++++ Entries shown

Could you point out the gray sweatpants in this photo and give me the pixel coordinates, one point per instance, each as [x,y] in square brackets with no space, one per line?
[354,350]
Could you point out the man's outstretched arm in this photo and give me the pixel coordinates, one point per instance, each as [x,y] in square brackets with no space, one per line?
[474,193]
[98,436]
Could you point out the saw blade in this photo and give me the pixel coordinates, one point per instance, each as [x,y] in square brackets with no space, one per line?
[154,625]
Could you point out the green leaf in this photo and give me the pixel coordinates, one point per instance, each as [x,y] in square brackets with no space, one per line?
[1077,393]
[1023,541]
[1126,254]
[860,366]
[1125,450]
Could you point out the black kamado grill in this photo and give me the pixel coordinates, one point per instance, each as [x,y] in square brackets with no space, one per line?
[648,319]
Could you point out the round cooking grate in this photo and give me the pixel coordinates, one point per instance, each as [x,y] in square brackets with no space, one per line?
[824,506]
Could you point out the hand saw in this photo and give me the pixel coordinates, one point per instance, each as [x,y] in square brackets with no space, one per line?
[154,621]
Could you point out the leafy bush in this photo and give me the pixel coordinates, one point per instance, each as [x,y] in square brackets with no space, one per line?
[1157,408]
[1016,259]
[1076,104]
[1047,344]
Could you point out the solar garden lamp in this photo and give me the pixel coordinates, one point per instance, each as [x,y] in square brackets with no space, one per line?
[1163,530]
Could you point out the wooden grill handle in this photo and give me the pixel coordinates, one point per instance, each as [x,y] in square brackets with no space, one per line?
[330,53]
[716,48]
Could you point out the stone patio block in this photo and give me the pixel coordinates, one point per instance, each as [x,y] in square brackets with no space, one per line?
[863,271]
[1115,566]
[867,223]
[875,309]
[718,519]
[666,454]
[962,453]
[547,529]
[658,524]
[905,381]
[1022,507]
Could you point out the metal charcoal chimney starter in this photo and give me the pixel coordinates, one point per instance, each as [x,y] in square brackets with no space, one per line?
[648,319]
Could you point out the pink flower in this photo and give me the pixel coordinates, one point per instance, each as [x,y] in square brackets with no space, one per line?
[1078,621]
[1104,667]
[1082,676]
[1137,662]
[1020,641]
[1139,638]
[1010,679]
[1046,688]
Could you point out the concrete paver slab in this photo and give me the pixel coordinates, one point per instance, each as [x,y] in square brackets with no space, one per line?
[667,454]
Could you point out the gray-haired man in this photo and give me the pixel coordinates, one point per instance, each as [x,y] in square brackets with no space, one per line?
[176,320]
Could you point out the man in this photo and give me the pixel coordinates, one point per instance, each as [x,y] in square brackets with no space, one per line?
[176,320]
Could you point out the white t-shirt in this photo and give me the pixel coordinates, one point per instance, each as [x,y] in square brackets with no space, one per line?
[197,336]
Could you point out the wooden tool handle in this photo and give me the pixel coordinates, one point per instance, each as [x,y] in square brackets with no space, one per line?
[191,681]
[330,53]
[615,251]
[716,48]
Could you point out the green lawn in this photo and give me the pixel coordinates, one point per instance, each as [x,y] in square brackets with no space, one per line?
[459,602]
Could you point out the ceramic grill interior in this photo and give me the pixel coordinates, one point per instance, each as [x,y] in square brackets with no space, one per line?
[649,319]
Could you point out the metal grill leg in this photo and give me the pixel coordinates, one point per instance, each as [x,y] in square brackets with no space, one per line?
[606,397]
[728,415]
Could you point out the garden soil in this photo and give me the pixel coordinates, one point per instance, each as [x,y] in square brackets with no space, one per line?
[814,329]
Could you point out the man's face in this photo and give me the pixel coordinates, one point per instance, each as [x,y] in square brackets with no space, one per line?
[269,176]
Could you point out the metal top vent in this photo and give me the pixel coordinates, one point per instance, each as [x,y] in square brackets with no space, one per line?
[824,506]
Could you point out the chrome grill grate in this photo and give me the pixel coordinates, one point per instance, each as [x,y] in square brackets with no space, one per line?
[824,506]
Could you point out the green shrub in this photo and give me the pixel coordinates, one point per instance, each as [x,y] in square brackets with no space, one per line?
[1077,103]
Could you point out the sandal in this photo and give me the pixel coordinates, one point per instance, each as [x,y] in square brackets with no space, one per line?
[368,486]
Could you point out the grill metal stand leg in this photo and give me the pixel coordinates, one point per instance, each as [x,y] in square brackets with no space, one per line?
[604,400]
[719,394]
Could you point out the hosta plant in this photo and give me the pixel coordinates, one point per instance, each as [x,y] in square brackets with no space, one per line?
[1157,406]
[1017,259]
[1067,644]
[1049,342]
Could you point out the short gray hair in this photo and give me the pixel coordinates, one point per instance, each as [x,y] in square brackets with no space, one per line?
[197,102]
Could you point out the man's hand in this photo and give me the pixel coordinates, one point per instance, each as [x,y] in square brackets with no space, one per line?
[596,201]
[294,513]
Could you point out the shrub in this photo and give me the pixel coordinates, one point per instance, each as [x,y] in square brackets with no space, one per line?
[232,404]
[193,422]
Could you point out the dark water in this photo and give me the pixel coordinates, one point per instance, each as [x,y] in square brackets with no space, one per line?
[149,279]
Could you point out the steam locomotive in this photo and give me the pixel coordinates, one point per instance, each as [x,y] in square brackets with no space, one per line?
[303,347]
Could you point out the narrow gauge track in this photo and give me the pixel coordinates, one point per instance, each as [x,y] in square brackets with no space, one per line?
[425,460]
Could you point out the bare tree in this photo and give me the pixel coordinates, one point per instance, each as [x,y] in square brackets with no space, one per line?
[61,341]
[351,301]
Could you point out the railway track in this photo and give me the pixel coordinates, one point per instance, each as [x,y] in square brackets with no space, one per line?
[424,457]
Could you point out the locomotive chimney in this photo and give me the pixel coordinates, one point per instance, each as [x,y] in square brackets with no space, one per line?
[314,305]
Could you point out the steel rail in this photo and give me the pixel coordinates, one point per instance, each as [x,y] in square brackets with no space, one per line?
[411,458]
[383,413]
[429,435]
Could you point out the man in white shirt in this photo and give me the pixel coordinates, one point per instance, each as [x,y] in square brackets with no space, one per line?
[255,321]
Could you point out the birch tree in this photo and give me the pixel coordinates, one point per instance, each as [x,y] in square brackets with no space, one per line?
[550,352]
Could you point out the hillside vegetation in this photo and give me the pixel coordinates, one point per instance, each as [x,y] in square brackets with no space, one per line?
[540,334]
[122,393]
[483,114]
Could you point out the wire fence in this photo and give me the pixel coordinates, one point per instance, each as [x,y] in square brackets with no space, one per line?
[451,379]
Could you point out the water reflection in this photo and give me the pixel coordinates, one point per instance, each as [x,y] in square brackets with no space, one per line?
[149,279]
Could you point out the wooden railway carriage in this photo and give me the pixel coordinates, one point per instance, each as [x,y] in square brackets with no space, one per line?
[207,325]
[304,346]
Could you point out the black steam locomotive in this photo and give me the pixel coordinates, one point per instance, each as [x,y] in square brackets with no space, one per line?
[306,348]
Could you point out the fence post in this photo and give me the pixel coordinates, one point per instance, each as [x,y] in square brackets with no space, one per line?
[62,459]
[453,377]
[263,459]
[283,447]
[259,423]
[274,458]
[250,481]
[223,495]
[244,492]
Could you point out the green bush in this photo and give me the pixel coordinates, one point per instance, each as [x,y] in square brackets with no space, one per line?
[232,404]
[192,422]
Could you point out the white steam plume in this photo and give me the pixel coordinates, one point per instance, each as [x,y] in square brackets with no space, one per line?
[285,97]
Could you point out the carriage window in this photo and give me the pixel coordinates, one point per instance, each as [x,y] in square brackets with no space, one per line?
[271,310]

++++++++

**Exercise brief:**
From the records above, extract each line exactly as shown.

**Solution to this task:**
Could you point out the gray sweatpants in this photo and give me the pixel coordinates, one point per instance, each as [x,y] in square brackets with no space, one per line?
[354,350]
Could you point out the man's outstretched arm in this photo and give me the pixel coordinates, one point per instance, each as [x,y] in square brackets with no space, one per line?
[474,193]
[98,436]
Could you point out the saw blade in this photo and give me the pixel coordinates, one point per instance, each as [x,y] in square brackets with no space, one per line?
[154,625]
Could you point out the green leaf in this photo and give me the pixel coordinates, one point per instance, each as [x,y] in square brackets with no space, one per line?
[1077,393]
[1023,541]
[1126,254]
[860,366]
[1125,450]
Could you point out the black kamado grill in this photo and give me the pixel coordinates, one point per instance, each as [x,y] in square brackets with no space, one per line?
[648,319]
Could you point out the round cooking grate in this photo and give me the pixel coordinates, one point per instance, each as [x,y] in square brackets with no space, one per line?
[824,506]
Could you point out the hand saw in this photo and give me the pixel coordinates, one point per instance, each as [x,y] in square brackets with no space, one per line?
[154,621]
Could you point out the leafy bush in this photo and give me the pixel coordinates, one point per instance, each as [x,y] in square brackets with no space, one per line?
[1157,408]
[1016,259]
[1076,104]
[1047,344]
Could you point out the solar garden lamp in this photo and give me the pixel coordinates, one point per instance, each as [x,y] in square brackets with no space, one per line?
[1163,530]
Could you point out the wooden grill handle in this photo and give me the pixel coordinates, one point per instance, each as [x,y] in square brackets with no space, one per line?
[330,53]
[716,48]
Could you point out the stone patio block in this photo and give me the pixel coordinates, one point per instance, each as [x,y] in square brackets with no space, one per line?
[863,271]
[1115,566]
[867,223]
[875,309]
[718,519]
[666,454]
[962,453]
[547,529]
[658,524]
[905,381]
[1022,507]
Could you point out the metal charcoal chimney starter in this photo and give me the pixel coordinates, one point per instance, each as [x,y] in square brackets with no space, one per line?
[648,319]
Could you point out the pink flower in this photo and give me the pixel coordinates, one point per instance, each as [x,y] in square brackets with no space, one per line?
[1078,621]
[1104,667]
[1082,676]
[1137,662]
[1020,641]
[1139,638]
[1010,679]
[1046,688]
Could you point out the concrete paver slab in this photo and give me the pixel coordinates, one point per instance, each as [x,y] in square brackets with no space, one per line?
[667,454]
Could you point out the gray-haired man in this photo and give me the pixel coordinates, one point per instance, each as [x,y] in square brackets with no space, one per line?
[176,320]
Could you point out the man in this photo and give me the pixel coordinates, one point per instance, each as [x,y] in square brackets with no space, one per line?
[176,320]
Could you point out the white t-shirt in this photo and give me the pixel coordinates, one point per instance, each as [x,y] in square brackets with no space, one per line?
[197,336]
Could you point out the wooden tool handle in this photo and give me the pixel coordinates, one point per instance, each as [x,y] in square brackets with no space, one per line?
[191,681]
[330,53]
[615,251]
[716,48]
Could you point out the green lawn in this photo and give me the pixel coordinates, one point per instance, each as [x,y] in square brackets with no space, one per line?
[459,602]
Could you point out the ceramic grill interior in this photo and give me the pixel coordinates, one point per instance, each as [x,y] in square brackets with no space, one per line?
[649,319]
Could you point out the metal grill leg in this photo and give me the pixel coordinates, one point per instance, each as [x,y] in square brackets with no space, one per line?
[606,397]
[728,415]
Could you point out the garden soil in this photo and give me the pixel coordinates, one point per instance, each as [x,y] in square brackets with no space, one per line?
[814,329]
Could you point out the man's face in this photo and give me the pixel coordinates, one point per instance, each as [x,y] in square brackets with no space, one per line?
[269,176]
Could you point out the metal top vent in this photo and give me the pixel coordinates, one point per instance, each as [x,y] in square brackets with no space, one per line?
[824,506]
Could you point out the chrome grill grate in this photo and give me the pixel coordinates, one point per instance, each as [x,y] in square brackets with no space, one per line?
[824,506]
Could you point out the green shrub in this photo and give me the pixel coordinates, one point per instance, each as [x,y] in square brackets with no space, one per line?
[1077,103]
Could you point out the sandal in this photo and give me the pixel coordinates, one point per instance, each as [x,y] in square brackets with no space, one per line?
[368,486]
Could you point out the grill metal stand leg in this photo and give me the pixel coordinates, one point per instance, each as [x,y] in square brackets with no space, one per line?
[604,400]
[719,394]
Could you point out the hosta plant in this photo and give me the pixel coordinates, one point per instance, each as [x,y] in square brackets with no space, one per line?
[1157,406]
[1017,259]
[1067,644]
[1049,342]
Could you point out the short gray hair in this photo and give me the pixel coordinates, one point per instance, each as [x,y] in square brackets with no space, one per line?
[197,102]
Could you point out the man's hand in this photo and give me the pixel coordinates, one point per instance, each as [x,y] in square brackets with no space, one per line?
[596,201]
[294,513]
Could you point out the shrub in this photo and give me the pixel coordinates, one point per instance, each as [x,y] in square brackets with no space, one per line?
[232,404]
[193,422]
Could you point out the dark water in this photo and give me the pixel coordinates, one point per instance, each as [x,y] in square brackets with no space, one per line?
[149,279]
Could you point out the steam locomotive in this photo and give me the pixel coordinates, one point per instance, each as [x,y] in square brackets with no space, one per line?
[303,347]
Could you point out the narrow gauge track in this photo and give me the pixel coordinates, one point per instance, each as [x,y] in square brackets with no space, one per line?
[425,460]
Could you point out the bare tree in this photo and give me the pixel coordinates, one point per instance, each as [x,y] in square brackets with no space, one per line?
[61,341]
[351,301]
Could you point out the railway track in this photo and give me the pixel coordinates, one point per instance, each as [x,y] in square brackets with no space, one per line?
[424,457]
Could you point out the locomotive chimney in this photo and give me the pixel coordinates, one point per instance, each as [x,y] in square brackets with no space, one per line?
[314,305]
Could you point out the steel rail in this photo and give me the pixel coordinates, one point per instance, each as [x,y] in square brackets with no space, one per line?
[411,458]
[383,413]
[429,435]
Could you point out the man in white shirt in this photo and give me the pixel coordinates, one point per instance, each as [x,y] in square brackets with no space, one per line?
[255,321]
Could you point out the birch tree in this photo and give me the pixel coordinates, one point per instance, each as [x,y] in square brackets with no space, one per line?
[550,352]
Could you point out the hillside vegetation in this photo and give me the pixel coordinates, one point per instance, each as [x,y] in square brackets with no space, one per line?
[540,334]
[122,393]
[483,114]
Could you point out the wire fence in this photo and give me the pixel coordinates, one point per instance, each as [x,y] in square brackets with no space, one per line?
[451,379]
Could you point out the water reflection in this photo and give me the pixel coordinates, one point per instance, each as [x,y] in square brackets with no space, one per line?
[149,279]
Could you point out the wooden railway carriage in this photo and give me the pixel coordinates, one point per instance, each as [x,y] in square brackets with no space, one per line?
[207,325]
[304,346]
Could you point out the black steam locomotive in this photo and give me the pixel coordinates, one point per instance, each as [x,y] in square brackets with no space, one per line?
[306,348]
Could you point out the fence post in this photo and give me the pixel coordinates, one point per instance, each as [x,y] in square brackets with no space, one per line?
[62,459]
[453,377]
[263,459]
[283,447]
[259,423]
[274,458]
[250,481]
[223,495]
[244,492]
Could you point out the green bush in this photo and give me the pixel coordinates, one point per instance, each as [x,y] in square brackets with no space, one per line?
[232,404]
[192,422]
Could you point out the white steam plume in this photo and give me the pixel coordinates, one point per instance, each as [x,y] in square brackets with no space, one per line?
[285,97]
Could you point out the carriage window in this photo and give me the pixel coordinates, one point per instance, each as [x,y] in square brackets with no space, one per line?
[271,310]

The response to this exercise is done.